→ RECORDS TO USE
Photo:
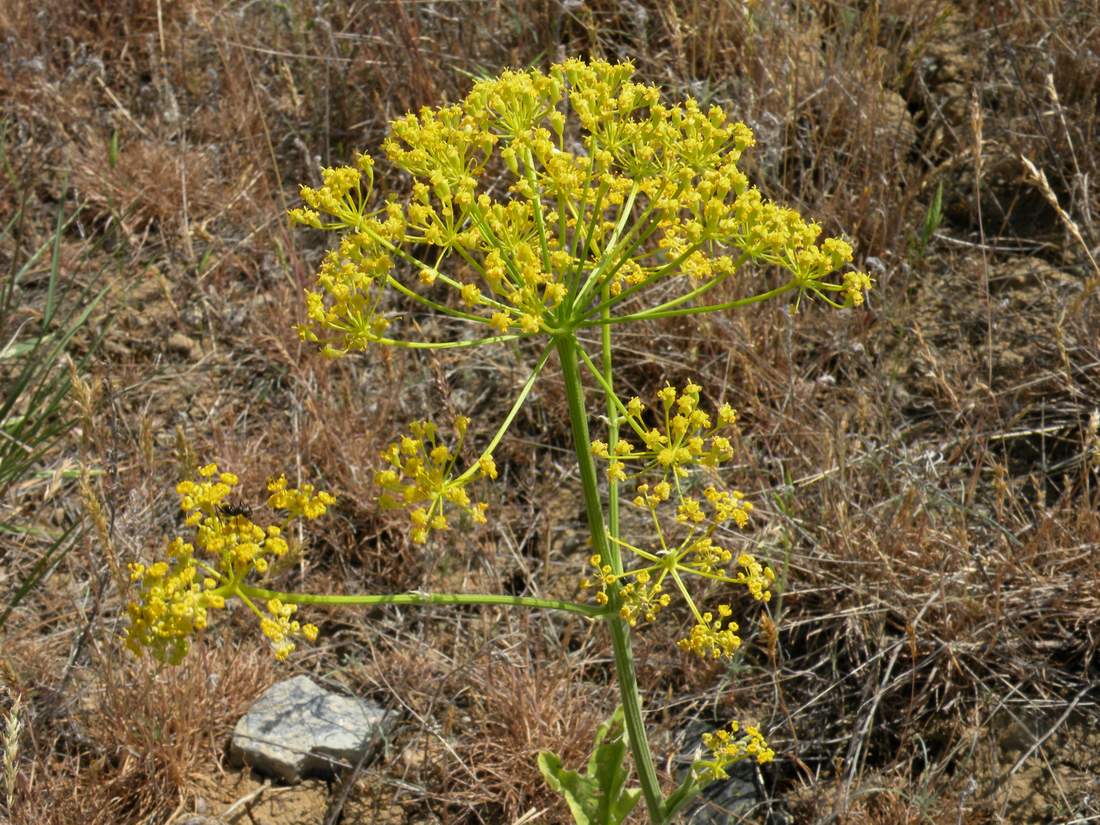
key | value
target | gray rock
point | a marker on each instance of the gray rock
(299, 729)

→ TASK DETAILS
Write down only the closing run of lines: the one containing "target | gray rock" and every line after it to the end of the entries, exactly.

→ RESPONSE TO THIS TASK
target | gray rock
point | a marker on each instance of the gray rock
(299, 729)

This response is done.